**What the task requires:** Copy the rows word for word, beginning with the line that contains "of the number" and continuing through the last line of the rows.

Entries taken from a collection
----

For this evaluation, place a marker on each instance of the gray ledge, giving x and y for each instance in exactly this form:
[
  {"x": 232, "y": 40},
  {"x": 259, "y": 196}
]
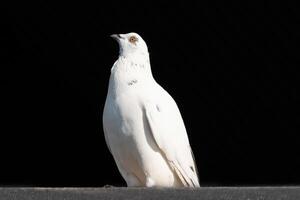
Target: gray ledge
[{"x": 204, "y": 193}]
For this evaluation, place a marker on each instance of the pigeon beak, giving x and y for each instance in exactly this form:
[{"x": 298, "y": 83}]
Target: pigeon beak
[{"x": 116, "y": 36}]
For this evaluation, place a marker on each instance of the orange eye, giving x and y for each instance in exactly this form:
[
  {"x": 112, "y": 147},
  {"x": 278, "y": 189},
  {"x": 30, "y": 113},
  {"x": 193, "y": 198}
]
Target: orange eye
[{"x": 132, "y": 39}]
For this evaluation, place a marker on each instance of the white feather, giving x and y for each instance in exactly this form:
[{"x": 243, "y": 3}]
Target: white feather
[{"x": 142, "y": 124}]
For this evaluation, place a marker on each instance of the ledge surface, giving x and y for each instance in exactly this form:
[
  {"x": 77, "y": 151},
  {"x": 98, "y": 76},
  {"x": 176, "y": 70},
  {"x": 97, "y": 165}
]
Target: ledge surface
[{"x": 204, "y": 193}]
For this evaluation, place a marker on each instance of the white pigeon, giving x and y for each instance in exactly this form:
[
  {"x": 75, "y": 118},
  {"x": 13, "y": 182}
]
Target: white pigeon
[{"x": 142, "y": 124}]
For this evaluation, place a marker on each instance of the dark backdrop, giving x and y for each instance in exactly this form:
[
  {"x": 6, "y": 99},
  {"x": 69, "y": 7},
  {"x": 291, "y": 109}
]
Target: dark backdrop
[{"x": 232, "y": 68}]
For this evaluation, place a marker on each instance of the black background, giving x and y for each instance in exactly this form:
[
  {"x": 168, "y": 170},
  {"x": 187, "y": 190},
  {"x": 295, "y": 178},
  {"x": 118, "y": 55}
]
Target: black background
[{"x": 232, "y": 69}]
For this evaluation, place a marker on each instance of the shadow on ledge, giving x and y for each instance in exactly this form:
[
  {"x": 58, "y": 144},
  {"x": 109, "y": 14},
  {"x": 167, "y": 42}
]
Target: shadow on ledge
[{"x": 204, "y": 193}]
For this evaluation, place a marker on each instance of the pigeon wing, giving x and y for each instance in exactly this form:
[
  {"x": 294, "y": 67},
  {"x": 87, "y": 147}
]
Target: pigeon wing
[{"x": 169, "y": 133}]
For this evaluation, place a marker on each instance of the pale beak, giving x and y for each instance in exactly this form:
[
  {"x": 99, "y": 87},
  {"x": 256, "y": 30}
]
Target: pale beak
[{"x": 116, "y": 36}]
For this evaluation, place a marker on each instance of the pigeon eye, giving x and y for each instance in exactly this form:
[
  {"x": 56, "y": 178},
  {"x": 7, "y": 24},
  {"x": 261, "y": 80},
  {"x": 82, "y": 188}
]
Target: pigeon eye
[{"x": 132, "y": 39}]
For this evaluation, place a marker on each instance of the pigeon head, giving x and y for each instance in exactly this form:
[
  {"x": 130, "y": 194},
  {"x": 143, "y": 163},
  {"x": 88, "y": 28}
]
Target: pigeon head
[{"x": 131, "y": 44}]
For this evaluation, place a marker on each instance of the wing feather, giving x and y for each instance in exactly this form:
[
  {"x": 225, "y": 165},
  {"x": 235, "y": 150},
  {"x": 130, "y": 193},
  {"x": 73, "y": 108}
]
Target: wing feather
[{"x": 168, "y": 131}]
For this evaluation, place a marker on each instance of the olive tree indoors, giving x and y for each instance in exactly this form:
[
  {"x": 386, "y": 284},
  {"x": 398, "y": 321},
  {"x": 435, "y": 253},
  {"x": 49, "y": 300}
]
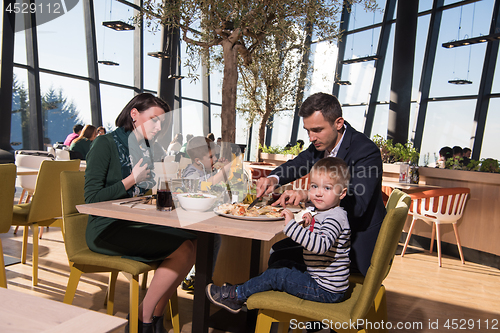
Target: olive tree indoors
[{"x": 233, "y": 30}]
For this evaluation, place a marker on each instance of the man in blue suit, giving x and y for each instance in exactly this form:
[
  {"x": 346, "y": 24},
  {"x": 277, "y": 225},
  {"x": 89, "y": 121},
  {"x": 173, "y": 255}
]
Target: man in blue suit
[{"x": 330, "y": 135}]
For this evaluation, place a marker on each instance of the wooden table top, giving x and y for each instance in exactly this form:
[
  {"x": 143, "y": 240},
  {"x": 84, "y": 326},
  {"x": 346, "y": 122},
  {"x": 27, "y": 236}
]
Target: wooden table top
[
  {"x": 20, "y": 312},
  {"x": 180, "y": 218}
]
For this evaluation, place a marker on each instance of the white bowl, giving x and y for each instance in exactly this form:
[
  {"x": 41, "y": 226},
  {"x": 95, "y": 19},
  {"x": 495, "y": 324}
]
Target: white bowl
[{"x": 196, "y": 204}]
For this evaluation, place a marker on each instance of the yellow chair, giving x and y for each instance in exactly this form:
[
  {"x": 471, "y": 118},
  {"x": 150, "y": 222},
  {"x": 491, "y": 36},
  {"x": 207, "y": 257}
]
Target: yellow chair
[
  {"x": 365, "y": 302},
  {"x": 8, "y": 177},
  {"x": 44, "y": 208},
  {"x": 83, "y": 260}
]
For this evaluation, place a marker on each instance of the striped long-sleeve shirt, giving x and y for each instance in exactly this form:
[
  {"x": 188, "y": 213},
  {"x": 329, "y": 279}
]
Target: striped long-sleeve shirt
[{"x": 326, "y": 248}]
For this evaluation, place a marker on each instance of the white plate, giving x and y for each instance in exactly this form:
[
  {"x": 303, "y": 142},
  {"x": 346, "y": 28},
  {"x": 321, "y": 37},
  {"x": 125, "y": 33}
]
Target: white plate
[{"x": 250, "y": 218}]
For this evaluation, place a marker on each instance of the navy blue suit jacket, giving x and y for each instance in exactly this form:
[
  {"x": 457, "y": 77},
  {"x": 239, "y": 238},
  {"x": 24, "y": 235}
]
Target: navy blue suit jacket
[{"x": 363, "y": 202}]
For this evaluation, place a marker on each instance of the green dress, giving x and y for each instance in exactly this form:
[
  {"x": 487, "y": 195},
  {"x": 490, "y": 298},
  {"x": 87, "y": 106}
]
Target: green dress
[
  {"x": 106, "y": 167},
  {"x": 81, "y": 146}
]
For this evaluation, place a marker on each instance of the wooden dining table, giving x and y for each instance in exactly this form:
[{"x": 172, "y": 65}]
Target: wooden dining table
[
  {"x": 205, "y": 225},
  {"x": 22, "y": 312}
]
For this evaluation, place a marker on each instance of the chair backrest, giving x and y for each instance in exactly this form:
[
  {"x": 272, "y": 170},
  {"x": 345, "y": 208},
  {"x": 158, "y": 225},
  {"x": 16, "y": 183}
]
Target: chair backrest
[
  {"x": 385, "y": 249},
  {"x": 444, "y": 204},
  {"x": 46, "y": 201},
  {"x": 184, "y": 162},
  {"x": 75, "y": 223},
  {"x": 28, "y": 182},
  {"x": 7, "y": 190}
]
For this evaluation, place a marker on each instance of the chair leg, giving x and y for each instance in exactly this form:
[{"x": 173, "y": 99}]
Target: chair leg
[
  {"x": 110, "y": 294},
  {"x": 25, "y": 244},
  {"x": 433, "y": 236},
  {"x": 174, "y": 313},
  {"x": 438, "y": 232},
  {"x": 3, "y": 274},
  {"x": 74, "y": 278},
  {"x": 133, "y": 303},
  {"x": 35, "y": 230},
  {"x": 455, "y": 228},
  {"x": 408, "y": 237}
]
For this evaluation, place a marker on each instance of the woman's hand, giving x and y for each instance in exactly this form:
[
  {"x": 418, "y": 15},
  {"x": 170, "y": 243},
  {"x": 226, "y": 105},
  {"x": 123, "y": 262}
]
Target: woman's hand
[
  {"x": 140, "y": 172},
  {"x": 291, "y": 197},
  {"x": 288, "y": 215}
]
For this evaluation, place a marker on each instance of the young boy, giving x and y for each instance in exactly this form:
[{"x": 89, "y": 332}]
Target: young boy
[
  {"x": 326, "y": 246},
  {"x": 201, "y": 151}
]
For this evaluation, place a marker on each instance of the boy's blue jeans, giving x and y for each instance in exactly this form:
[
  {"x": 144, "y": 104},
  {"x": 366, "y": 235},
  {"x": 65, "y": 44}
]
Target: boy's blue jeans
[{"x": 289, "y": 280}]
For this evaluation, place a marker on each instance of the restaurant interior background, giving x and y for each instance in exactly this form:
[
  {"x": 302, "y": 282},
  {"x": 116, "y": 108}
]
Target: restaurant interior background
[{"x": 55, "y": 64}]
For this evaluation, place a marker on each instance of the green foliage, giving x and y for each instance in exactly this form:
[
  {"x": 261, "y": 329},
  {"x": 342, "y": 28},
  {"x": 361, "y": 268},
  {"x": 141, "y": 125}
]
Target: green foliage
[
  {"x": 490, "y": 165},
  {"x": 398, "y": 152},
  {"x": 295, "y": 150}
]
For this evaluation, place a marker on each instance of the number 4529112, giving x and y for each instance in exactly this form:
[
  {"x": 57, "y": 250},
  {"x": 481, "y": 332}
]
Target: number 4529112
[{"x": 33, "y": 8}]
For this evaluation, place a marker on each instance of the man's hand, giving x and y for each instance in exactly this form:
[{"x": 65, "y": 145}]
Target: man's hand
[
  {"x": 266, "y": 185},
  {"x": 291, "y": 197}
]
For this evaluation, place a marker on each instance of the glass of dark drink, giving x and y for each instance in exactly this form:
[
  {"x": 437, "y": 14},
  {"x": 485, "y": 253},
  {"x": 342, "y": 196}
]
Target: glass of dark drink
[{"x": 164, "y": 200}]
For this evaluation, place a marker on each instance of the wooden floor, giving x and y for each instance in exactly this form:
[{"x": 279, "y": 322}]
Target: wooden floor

----

**Correct answer:**
For this evaluation, place a marker on each instance of the number 4529112, giving x and y for each instance in exactly this form:
[
  {"x": 57, "y": 250},
  {"x": 481, "y": 332}
]
Target: number 4529112
[{"x": 33, "y": 8}]
For this evaluation, place a marker on each instance of the man's hand, giving x and y for each instance in exactly this form:
[{"x": 65, "y": 145}]
Target: man's hand
[
  {"x": 266, "y": 185},
  {"x": 291, "y": 197}
]
For this evaluation, place a marker on each instance of the glass of dark drink, giving x and y for each instance in exactly this form:
[
  {"x": 437, "y": 14},
  {"x": 485, "y": 253},
  {"x": 342, "y": 196}
]
Target: glass of dark drink
[{"x": 164, "y": 200}]
For this evaluation, place a marker on each instance of the wooden floor, giving x and y for each instance in exactly this form:
[{"x": 279, "y": 322}]
Target: wooden floor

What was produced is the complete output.